> _PROVIDED ENTRIES_:
________
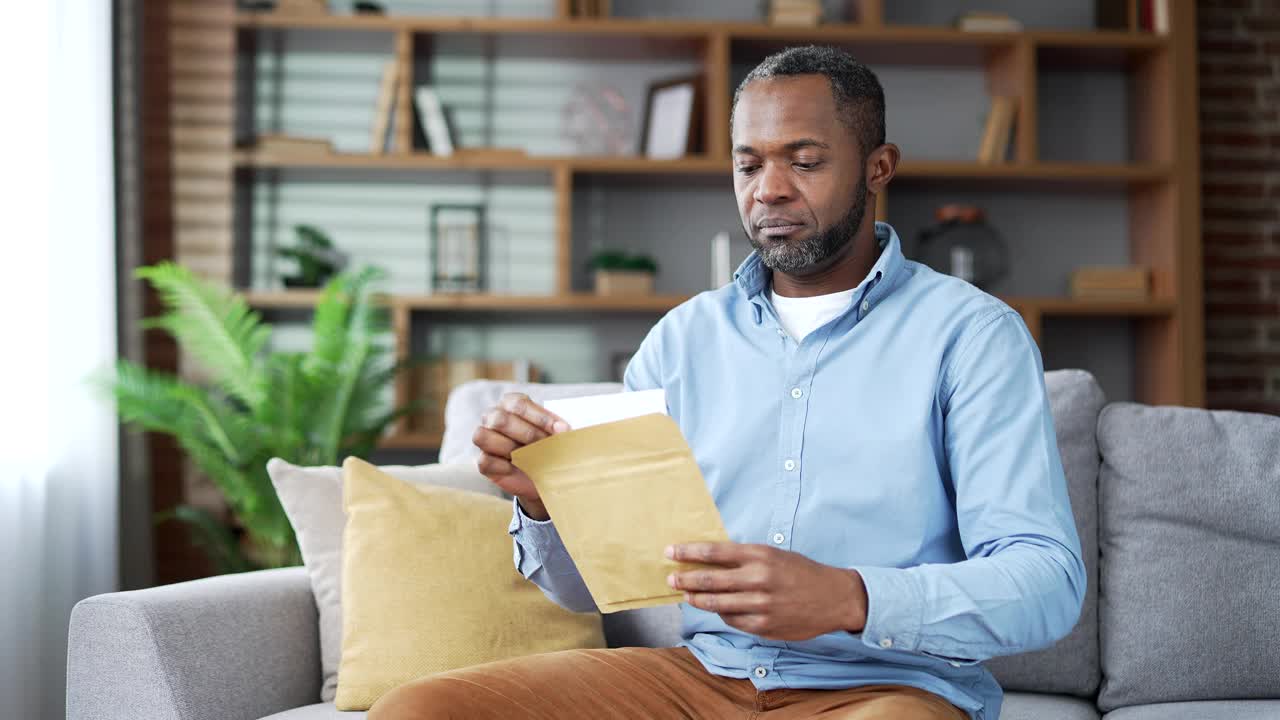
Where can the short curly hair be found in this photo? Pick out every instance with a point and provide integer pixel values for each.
(856, 90)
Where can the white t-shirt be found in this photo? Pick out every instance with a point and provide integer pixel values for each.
(801, 315)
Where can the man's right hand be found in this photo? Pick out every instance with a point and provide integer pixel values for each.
(515, 423)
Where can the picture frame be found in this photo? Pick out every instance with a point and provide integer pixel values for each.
(618, 363)
(672, 118)
(458, 247)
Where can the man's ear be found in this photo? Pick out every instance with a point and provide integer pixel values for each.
(881, 167)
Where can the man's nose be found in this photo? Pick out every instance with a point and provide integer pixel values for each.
(772, 186)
________
> _EXERCISE_: Reproduce all of the material above word for word, omitting the picture.

> _EXERCISE RESPONSE_:
Where can the short curly hair be found in this photo? Pick out every instance with a point and provide integer pixel values for each.
(856, 90)
Where can the white t-shirt be found in this photo? Pick out every instance with a point and provide integer pixel values for each.
(801, 315)
Where can the man's right hand be found in this photo? Pick out every instance with a point and provide integer pixel values for each.
(515, 423)
Where can the picture frame be found in this photo? Pick out every instance with a point and provide integer pixel values for each.
(618, 363)
(672, 118)
(458, 247)
Where can the man's ear be found in this photo? Pick out every instance with a point and provide integer pixel values for each.
(881, 167)
Where can the man's nose be found in this photo? Pick out every instance with a point and provide integer pixel values for each.
(772, 186)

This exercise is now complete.